→ **WRITTEN EXERCISE**:
All lines from the line containing "of the yellow" up to and including the last line of the listing below should be echoed exactly; no other lines belong in the response.

→ **RAW DATA**:
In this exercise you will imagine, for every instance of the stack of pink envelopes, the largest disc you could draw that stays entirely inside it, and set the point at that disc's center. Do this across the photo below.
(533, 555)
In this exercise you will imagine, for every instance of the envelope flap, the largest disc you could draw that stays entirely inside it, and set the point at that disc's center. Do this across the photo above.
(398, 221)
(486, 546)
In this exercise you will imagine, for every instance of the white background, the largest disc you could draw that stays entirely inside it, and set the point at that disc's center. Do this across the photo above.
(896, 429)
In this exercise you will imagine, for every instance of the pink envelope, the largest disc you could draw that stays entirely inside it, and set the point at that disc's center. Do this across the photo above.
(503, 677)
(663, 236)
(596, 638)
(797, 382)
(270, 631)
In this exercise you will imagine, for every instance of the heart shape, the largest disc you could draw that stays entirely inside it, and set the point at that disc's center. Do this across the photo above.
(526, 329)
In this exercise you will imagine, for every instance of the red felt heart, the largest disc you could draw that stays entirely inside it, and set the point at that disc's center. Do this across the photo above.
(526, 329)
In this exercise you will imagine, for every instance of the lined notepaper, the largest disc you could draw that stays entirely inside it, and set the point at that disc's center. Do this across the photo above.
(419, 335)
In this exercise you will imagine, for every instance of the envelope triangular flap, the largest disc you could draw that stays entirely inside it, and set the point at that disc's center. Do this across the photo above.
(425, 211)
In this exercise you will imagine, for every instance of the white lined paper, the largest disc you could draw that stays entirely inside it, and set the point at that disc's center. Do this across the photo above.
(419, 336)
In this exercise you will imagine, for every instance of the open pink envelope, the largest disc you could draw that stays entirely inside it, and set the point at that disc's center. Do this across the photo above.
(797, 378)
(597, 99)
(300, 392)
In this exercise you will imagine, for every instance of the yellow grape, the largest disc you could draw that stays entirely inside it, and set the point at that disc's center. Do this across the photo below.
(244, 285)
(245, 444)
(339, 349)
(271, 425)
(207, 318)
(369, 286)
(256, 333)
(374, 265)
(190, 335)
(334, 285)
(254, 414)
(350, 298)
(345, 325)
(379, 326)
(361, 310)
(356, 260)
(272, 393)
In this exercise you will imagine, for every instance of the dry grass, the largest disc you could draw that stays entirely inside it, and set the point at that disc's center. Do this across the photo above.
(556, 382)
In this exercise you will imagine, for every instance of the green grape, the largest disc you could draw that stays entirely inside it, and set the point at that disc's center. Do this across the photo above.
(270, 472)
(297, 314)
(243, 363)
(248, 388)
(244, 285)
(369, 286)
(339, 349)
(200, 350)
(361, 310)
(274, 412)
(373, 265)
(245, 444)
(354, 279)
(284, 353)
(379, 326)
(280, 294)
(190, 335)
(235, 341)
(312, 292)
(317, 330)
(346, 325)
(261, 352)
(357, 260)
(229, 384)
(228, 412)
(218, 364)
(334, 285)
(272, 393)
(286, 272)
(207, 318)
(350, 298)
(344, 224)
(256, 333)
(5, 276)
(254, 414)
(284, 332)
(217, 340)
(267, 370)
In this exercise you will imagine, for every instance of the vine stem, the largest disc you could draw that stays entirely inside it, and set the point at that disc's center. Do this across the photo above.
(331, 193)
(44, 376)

→ **REPLY TO THE TASK**:
In this exercise you will imagine, for every instance of the yellow grape, the largest disc you could draw that stays entirely inside it, and set the point at that disc's center. Do this across the photo below.
(244, 285)
(245, 444)
(339, 349)
(271, 425)
(207, 318)
(369, 286)
(256, 333)
(374, 265)
(190, 335)
(334, 285)
(254, 414)
(350, 298)
(345, 325)
(379, 326)
(361, 310)
(356, 260)
(272, 393)
In this exercise you will imagine, for every instance of the dry grass, the largest disc you could draw that stays entirely inside it, and set the point at that disc's center. Do this across the photo above.
(556, 382)
In this exercise you will imagine, for every instance of the green grape, the largest disc you could draw that stays entirely inside it, and set the point at that disc's center. Do this across the photo above.
(270, 472)
(297, 314)
(243, 363)
(248, 388)
(244, 285)
(369, 286)
(339, 349)
(200, 350)
(361, 310)
(274, 412)
(373, 265)
(245, 444)
(354, 279)
(284, 353)
(379, 326)
(280, 294)
(190, 335)
(235, 341)
(312, 292)
(317, 330)
(346, 325)
(261, 352)
(357, 260)
(229, 384)
(228, 412)
(218, 364)
(334, 285)
(272, 393)
(286, 272)
(207, 318)
(350, 298)
(344, 224)
(256, 333)
(5, 276)
(254, 414)
(284, 332)
(217, 340)
(267, 370)
In this exercise you will imagine, for every instance of the vine stem, the largest disc you could draw that stays entirely inside it, and set the point at that disc's center. Do this across the photo above.
(331, 193)
(44, 376)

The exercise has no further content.